Continue the piece on employees declining FMLA leave, picking up right after its final sentence.

▶ [Page text]:
-*-

As seasoned Human Resource professionals have likely experienced, employees who have anticipated medical needs sometimes ask to decline leave available under the Family and Medical Leave Act (FMLA), for the purpose of claiming a later absence as FMLA-protected.
Little guidance had been available to address whether employers were required to allow employees to refuse to use FMLA leave when the employee had a qualifying condition. Arguably, allowing an employee to “refuse” FMLA can create a problem if the employer decides to make an adverse employment decision while an employee is technically on leave that qualifies for FMLA protection, even if the employee declined to use FMLA leave.
Recently, the U.S. Department of Labor (DOL) clarified that employees cannot refuse FMLA leave. Employers in states subject to the decisions of the Ninth Circuit Court of Appeals (Alaska, Arizona, California, Hawaii, Idaho, Montana, Nevada, Oregon, and Washington) should understand that the DOL and the Ninth Circuit have taken conflicting positions, with the Court having previously held in a 2014 case that employees may refuse FMLA leave.

-*-

▶ [Dataset excerpt]:
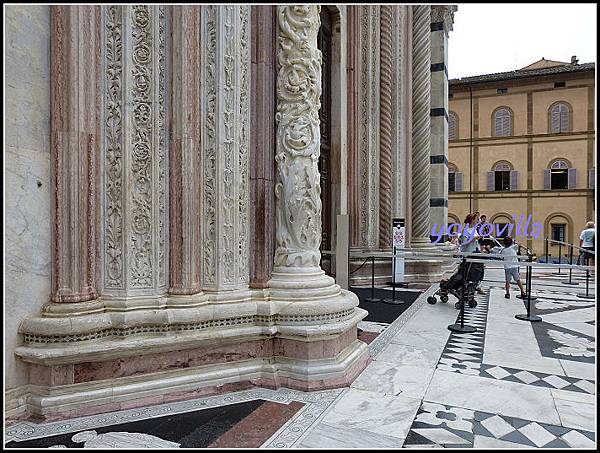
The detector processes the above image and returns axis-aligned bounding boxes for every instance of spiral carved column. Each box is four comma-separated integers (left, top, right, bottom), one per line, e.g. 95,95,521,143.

379,5,394,248
411,5,431,244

-*-

▶ [Result for this task]:
Employers that are subject to collective bargaining agreements should also confirm whether they have more generous policies than what the FMLA provides. Employers are obviously allowed to do more than what the FMLA requires, but, based on the DOL’s Opinion Letter, employers need to recognize that certain absences will be covered by the FMLA whether or not the employee wants them to be covered.